▸ Text passage
##########

The song was originally written in English, with the title "Put the Light On", by English singer-songwriter Mark Owen, together with Benjamin Mark Weaver, Jamie Norton and David James Harvey Gibson.
Mengoni received the original version of the song, and he wrote the Italian-language lyrics together with Ermal Meta, former leader of the indie pop band La Fame di Camilla. The English-language version of "Pronto a correre" as released by Mengoni as a bonus track included on the iTunes version of the album #prontoacorrere.

During an interview released to Italian magazine TV Sorrisi e Canzoni, Mengoni declared that, while working on the track with producer Michele Canova, he never met its original composer, Mark Owen, but he talked with him through the Internet. During the same interview, Mengoni described the meaning of "Pronto a correre", explaining that "it is not a love song, it talks about the scars left throughout life by human relationships, including those with friends or colleagues."

==Music video==

The music video for the song was directed by Gaetano Morbioli, and it was broadcast for the first time by Sky Uno on 26 April 2013. Filmed in April 2013 at the Stadio Marc'Antonio Bentegodi in Verona, Italy, it shows Mengoni running a relay race together with people of different ages, including a 7-year-old child, a pregnant woman and an 82-year-old woman.
According to Mengoni, the video represents the cycle of life, and it describes "the experience of a common growth, the growth of all of those people who live their lives running, as well as those who prefer not to move, or they would like to run but they can't do it. The video wants to bring a message for all of those who live and consider their worst experiences as a gift to improve themselves."

##########

Data entries
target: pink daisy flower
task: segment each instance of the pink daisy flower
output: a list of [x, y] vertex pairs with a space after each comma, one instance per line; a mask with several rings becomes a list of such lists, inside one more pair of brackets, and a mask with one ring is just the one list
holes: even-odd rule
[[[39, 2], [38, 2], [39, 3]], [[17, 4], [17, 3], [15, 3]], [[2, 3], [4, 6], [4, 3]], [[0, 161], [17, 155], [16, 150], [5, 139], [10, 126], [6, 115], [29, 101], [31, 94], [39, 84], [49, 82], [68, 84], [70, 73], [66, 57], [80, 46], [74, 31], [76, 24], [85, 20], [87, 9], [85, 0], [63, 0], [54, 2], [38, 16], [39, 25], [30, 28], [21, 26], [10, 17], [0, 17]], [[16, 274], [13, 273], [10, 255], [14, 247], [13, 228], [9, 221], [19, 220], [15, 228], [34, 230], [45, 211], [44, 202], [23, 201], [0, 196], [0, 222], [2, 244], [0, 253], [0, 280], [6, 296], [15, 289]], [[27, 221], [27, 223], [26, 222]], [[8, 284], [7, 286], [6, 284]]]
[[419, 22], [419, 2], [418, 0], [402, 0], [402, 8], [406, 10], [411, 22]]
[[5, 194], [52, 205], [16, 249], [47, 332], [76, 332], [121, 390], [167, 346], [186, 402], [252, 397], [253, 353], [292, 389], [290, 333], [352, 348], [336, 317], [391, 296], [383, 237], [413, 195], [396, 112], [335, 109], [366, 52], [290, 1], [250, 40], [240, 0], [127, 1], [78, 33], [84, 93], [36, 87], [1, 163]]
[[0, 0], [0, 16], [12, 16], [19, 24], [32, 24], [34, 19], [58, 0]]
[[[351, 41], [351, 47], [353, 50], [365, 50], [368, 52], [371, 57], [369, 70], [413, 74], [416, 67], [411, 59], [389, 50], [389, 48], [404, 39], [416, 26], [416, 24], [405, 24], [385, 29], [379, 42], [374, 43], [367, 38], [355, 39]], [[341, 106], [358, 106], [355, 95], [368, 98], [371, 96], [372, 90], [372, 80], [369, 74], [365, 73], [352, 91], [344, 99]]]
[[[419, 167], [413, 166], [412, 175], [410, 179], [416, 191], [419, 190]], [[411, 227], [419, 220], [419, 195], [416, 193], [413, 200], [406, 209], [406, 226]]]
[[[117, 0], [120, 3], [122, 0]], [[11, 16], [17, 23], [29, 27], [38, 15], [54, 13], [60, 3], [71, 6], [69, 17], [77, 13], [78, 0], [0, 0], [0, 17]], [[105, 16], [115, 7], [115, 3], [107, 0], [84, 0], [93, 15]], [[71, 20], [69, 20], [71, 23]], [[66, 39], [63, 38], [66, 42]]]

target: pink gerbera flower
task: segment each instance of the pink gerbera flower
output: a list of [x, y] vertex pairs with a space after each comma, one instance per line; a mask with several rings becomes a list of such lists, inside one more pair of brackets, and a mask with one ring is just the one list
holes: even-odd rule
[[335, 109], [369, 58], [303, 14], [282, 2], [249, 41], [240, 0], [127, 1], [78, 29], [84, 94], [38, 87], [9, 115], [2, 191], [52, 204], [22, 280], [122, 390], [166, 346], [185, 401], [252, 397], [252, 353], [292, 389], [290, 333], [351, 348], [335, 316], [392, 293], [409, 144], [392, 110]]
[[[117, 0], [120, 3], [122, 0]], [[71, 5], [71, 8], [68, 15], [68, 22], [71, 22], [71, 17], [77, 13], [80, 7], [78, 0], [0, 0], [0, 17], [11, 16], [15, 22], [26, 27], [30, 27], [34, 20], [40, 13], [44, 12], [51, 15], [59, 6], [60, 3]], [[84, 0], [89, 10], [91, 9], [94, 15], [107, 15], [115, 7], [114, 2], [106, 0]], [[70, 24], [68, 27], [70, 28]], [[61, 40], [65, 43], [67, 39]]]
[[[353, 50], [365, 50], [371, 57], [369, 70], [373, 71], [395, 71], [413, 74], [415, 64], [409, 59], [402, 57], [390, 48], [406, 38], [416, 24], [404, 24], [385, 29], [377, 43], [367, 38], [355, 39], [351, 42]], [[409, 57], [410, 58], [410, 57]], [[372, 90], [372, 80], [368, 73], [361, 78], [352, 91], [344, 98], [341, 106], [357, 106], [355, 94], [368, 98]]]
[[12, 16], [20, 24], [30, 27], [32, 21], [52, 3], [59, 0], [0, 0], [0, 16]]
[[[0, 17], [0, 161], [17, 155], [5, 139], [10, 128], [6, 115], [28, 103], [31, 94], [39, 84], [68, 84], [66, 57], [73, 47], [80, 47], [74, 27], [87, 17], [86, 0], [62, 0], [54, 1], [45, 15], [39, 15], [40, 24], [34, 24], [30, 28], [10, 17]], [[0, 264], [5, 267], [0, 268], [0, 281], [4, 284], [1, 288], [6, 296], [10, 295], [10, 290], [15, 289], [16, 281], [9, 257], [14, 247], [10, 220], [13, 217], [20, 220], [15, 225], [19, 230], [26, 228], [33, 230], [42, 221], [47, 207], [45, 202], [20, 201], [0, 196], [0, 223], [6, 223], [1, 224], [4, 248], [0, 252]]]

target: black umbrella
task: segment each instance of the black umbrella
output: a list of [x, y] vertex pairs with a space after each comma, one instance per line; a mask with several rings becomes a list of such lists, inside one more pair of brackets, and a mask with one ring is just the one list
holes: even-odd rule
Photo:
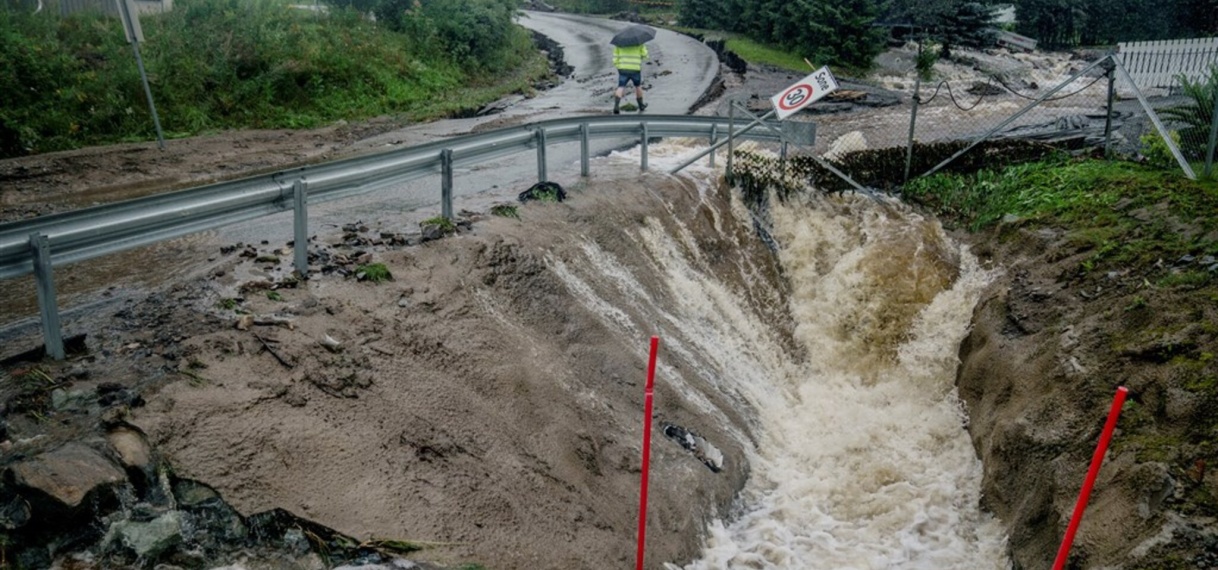
[[643, 24], [633, 24], [609, 40], [610, 44], [625, 47], [627, 45], [639, 45], [646, 44], [655, 39], [655, 28]]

##########

▸ Problems to work on
**a.** In the text about "Pronto a correre," turn the paragraph starting "The music video for the song was directed" into a short bulleted list that keeps its main facts.
**b.** Carry the text about "Pronto a correre" forward from its last sentence.

▸ Exercise responses
**a.**
- Director: Gaetano Morbioli
- First broadcast: Sky Uno, 26 April 2013
- Filming: April 2013, at the Stadio Marc'Antonio Bentegodi in Verona, Italy
- Content: Mengoni runs a relay race with people of different ages, including a 7-year-old child, a pregnant woman and an 82-year-old woman

**b.**
==Live performances==
Mengoni performed "Pronto a correre" several times. His first televised performance of the song was on 14 April 2013, during Rai 2's TV show Quelli che... il Calcio.
On 9 May 2013, he sang the song during the third live show of the first series of The Voice of Italy. Two days later, he performed it with the Sanremo Festival Orchestra during Radio Italia Live, the concert featuring several Italian artists and organized by the broadcaster Radio Italia Solo Musica Italiana in Piazza del Duomo, Milan.
Mengoni sang "Pronto a correre" during the award ceremony of the Wind Music Awards at the Foro Italico in Rome on 3 June 2013, as well as during the Italian MTV Awards, held in Florence on 15 June 2013.
The song was also included in the set list of L'essenziale tour.

==Charts==

| Chart (2013) | Peak position |
|---|---|
| Italy (FIMI) | 7 |
| Chart (2014) | Peak position |
| Italy (FIMI)Spanish version | 18 |

==Credits and personnel==
Credits adapted from #prontoacorrere's liner notes.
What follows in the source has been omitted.